→ **Exercise brief**
Rename "palm tree" to "coconut palm" in the items starting at the line containing "like x=627 y=194." and ending at the line containing "x=438 y=189". Reproduce only those lines, changing nothing else.

→ **Records shown**
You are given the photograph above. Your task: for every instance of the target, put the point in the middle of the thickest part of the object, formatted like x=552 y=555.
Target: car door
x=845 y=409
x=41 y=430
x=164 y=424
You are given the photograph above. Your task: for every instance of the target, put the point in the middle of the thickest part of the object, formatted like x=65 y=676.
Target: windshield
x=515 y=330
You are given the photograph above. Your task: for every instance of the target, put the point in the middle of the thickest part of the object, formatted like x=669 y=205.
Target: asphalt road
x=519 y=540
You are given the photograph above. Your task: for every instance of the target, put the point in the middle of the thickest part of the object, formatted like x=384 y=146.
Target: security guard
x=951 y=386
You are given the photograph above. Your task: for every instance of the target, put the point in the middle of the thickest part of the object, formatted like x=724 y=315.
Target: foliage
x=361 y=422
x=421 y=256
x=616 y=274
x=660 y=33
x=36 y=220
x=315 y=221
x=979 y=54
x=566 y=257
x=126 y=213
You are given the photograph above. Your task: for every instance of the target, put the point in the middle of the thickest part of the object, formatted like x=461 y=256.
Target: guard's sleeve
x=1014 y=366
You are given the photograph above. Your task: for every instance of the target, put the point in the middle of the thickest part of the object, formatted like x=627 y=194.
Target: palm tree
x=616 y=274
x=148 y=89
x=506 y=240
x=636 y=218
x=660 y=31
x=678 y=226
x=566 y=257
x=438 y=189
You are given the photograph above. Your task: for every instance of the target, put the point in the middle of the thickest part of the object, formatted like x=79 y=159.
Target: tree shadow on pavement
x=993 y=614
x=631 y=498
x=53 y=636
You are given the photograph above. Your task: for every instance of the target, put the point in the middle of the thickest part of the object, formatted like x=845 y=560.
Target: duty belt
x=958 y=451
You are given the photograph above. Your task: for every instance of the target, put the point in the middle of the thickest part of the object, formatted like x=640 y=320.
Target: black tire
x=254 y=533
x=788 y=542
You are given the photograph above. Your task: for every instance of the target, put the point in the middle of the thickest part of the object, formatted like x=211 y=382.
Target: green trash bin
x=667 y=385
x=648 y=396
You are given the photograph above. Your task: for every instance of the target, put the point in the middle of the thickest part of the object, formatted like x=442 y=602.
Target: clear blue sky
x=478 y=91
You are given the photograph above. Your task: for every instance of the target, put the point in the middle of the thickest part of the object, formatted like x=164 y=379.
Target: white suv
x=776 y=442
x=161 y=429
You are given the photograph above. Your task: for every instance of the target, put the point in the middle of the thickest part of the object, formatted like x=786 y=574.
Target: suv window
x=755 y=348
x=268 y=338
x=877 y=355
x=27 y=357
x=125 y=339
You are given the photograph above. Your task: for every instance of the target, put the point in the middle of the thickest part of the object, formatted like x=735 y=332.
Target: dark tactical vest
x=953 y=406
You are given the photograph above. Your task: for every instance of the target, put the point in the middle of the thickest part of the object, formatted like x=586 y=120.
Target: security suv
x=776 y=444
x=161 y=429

→ **Result of the task**
You are given the photograph above. Your task: for every instance of the target, put the point in the middle of the thickest part of the object, formatted like x=627 y=194.
Target: coconut palm
x=616 y=274
x=148 y=89
x=506 y=240
x=636 y=218
x=660 y=31
x=678 y=226
x=566 y=257
x=438 y=189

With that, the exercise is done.